● What you will do: In the records below, how many lines hold the string "Scouting"? Give only the number.

BEGIN Data under study

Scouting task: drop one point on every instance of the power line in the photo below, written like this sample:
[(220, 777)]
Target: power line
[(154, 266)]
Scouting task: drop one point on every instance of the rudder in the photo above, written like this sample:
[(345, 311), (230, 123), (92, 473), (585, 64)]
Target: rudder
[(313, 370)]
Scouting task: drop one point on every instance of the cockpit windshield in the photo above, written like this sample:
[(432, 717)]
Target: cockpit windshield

END Data under study

● Response to the exercise: 3